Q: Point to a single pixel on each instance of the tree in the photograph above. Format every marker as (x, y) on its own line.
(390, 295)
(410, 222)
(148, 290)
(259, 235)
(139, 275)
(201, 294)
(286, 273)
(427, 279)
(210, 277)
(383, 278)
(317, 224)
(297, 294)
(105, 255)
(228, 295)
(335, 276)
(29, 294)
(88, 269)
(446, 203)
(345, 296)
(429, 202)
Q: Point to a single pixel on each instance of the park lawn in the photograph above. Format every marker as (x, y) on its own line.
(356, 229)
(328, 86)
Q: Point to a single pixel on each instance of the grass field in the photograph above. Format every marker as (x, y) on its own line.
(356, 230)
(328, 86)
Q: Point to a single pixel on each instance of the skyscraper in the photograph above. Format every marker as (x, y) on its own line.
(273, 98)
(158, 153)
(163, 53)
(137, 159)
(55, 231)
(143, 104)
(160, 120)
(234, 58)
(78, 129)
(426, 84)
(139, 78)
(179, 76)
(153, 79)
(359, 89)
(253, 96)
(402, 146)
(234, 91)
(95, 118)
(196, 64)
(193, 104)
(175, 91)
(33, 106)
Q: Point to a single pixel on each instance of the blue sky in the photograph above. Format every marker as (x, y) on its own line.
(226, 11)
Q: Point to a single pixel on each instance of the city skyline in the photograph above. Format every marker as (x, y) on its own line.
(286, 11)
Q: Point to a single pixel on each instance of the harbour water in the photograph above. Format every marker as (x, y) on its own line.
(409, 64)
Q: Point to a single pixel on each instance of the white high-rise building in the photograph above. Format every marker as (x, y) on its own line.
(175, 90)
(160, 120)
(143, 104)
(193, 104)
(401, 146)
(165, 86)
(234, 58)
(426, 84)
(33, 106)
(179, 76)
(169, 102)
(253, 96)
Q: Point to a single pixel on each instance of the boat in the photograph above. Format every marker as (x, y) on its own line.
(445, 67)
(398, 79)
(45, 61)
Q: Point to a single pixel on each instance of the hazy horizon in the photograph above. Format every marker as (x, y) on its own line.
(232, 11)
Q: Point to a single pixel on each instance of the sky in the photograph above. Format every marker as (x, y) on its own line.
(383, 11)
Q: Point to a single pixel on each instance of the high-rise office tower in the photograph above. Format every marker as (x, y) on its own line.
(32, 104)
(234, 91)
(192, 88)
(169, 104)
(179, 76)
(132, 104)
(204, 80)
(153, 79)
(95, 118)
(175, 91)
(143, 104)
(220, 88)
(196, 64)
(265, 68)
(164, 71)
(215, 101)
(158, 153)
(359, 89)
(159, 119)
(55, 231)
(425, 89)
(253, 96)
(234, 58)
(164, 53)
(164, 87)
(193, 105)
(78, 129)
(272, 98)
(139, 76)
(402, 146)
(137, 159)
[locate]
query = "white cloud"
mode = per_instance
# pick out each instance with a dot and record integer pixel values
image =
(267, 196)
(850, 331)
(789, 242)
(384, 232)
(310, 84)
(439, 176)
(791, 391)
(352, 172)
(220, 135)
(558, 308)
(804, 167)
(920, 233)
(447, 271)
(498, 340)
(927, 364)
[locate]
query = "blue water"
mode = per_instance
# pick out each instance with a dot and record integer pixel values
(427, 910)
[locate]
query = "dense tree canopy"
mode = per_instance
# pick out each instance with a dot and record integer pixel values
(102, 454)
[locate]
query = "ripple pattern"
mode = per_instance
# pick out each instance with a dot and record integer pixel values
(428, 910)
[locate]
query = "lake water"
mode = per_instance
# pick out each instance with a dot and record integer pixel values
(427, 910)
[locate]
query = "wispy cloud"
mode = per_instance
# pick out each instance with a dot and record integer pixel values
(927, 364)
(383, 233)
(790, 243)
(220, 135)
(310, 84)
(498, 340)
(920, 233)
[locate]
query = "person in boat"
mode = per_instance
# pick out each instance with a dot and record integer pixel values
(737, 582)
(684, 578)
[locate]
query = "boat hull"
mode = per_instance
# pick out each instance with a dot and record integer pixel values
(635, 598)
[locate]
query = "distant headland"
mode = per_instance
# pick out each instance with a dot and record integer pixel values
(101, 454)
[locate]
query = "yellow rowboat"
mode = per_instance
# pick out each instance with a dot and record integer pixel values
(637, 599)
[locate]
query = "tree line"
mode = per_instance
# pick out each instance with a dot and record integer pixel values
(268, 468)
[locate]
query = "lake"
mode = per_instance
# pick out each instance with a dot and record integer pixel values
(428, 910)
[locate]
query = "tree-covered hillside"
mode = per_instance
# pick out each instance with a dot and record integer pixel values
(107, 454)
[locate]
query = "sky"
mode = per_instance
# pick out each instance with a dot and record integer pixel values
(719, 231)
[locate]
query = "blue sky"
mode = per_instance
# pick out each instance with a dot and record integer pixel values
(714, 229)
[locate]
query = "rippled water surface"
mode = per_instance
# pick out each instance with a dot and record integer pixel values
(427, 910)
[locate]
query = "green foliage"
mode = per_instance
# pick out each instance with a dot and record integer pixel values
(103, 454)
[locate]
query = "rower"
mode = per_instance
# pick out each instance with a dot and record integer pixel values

________________________

◆ Task description
Using the data above, return each line exactly as written.

◆ Exercise result
Q: Point to a single pixel on each instance of the tree in the photograph above. Format every marker as (x, y) on its own line.
(390, 295)
(410, 222)
(148, 290)
(259, 235)
(139, 275)
(201, 294)
(286, 273)
(427, 279)
(210, 277)
(383, 278)
(317, 224)
(297, 294)
(105, 255)
(228, 295)
(335, 276)
(29, 294)
(88, 269)
(446, 203)
(345, 296)
(429, 202)
Q: Point to a single pixel on each instance of the park lawn in the photograph above. Format every marker as (x, y) on its own line.
(356, 229)
(328, 86)
Q: Point to a single pixel on each instance of the grass field in the photograph above. Format every marker as (x, y) on its own line.
(356, 230)
(328, 86)
Q: Point to a single pixel on each instance of the skyscraper in the photograph above. Format every marker as (x, y) on its own line.
(273, 98)
(158, 153)
(163, 53)
(137, 159)
(55, 231)
(143, 104)
(160, 120)
(234, 58)
(78, 129)
(426, 84)
(139, 78)
(179, 76)
(153, 79)
(359, 89)
(253, 96)
(402, 146)
(234, 91)
(95, 118)
(196, 64)
(193, 104)
(175, 91)
(33, 106)
Q: Point to a single pixel on each instance of the blue sky in the photograph above. Format every marker as (x, y) on its own line.
(226, 11)
Q: Point to a single pixel on each instance of the city skyline in the photograph above. Format every marker as (x, y) on its own line.
(286, 11)
Q: Point to a single pixel on each instance of the harbour water in the photograph above. Format every marker as (x, y) on its own line.
(409, 64)
Q: Point to a single pixel on each instance of the white high-rise building in the photograph above. Format every marker as (x, y) on its own line.
(175, 90)
(160, 120)
(143, 104)
(193, 104)
(401, 146)
(165, 86)
(234, 58)
(426, 84)
(33, 106)
(179, 76)
(169, 102)
(253, 96)
Q: Point to a single pixel on each instance of the boat in the photograph above. Format every marker as (x, y) on its own line.
(445, 67)
(398, 79)
(45, 61)
Q: Point to a single pixel on each instance of the hazy horizon in the photograph above. Format every marker as (x, y) on its own line.
(232, 11)
Q: Point to a single pixel on each instance of the sky in the photograph above. Format every marker as (x, y) on its own line.
(383, 11)
Q: Point to a single pixel on each instance of the high-rise office tower in the photograph above. Format every marker as (x, y) on its own line.
(32, 104)
(234, 91)
(192, 88)
(169, 104)
(179, 76)
(132, 104)
(204, 80)
(153, 79)
(95, 118)
(175, 91)
(143, 104)
(220, 88)
(196, 64)
(265, 68)
(164, 71)
(215, 101)
(158, 153)
(359, 89)
(159, 119)
(55, 231)
(425, 89)
(253, 96)
(234, 58)
(164, 53)
(164, 87)
(193, 105)
(78, 129)
(272, 98)
(139, 76)
(402, 146)
(137, 159)
[locate]
query = "white cloud"
mode = per_instance
# pick out each instance with a dot and record integer pixel values
image =
(267, 196)
(850, 331)
(789, 242)
(384, 232)
(310, 84)
(439, 176)
(791, 391)
(352, 172)
(220, 135)
(558, 308)
(804, 167)
(920, 233)
(447, 271)
(498, 340)
(927, 364)
[locate]
query = "blue water"
mode = per_instance
# pick out each instance with a dot and record integer pixel values
(427, 910)
[locate]
query = "dense tree canopy"
mode = per_instance
# pick out each instance with a dot and record integer pixel values
(102, 454)
[locate]
query = "ripple pattern"
mode = per_instance
# pick out each instance with a dot and record integer pixel values
(428, 910)
[locate]
query = "lake water"
mode = per_instance
# pick out each instance with a dot and record integer pixel values
(427, 910)
[locate]
query = "wispy cloud"
mode = per_instance
# pick out each instance with a dot and record integer pixel values
(927, 364)
(383, 233)
(790, 243)
(220, 135)
(310, 84)
(498, 340)
(920, 233)
[locate]
query = "person in boat"
mode = per_instance
# pick out each instance with a dot and record integer pixel values
(737, 582)
(684, 578)
[locate]
query = "boat hull"
mode = per_instance
# pick out each instance with a dot and record integer pixel values
(635, 598)
[locate]
query = "distant headland"
mode = per_instance
# pick out each instance with a dot and record integer pixel values
(101, 454)
[locate]
query = "yellow rowboat"
mode = per_instance
# pick out each instance with a dot and record integer pixel values
(637, 599)
[locate]
query = "tree line"
mode = per_instance
# pick out each instance with a dot and record integer pixel values
(268, 468)
[locate]
query = "lake"
mode = per_instance
# pick out each instance with a dot and record integer pixel values
(428, 910)
[locate]
query = "tree-covered hillside"
mode = per_instance
# pick out each instance with a dot and record integer pixel values
(107, 454)
[locate]
query = "sky"
mode = per_instance
# pick out each instance with a dot and record integer pixel values
(719, 231)
[locate]
query = "blue sky"
mode = per_instance
# pick out each instance with a dot and record integer pixel values
(714, 229)
[locate]
query = "rippled water surface"
mode = per_instance
# pick out each instance with a dot and record integer pixel values
(427, 910)
[locate]
query = "green foliage"
mode = per_instance
# pick out each instance with a dot and record integer pixel values
(103, 454)
[locate]
query = "rower"
mode = per_instance
# pick out each instance with a dot and record integer pixel values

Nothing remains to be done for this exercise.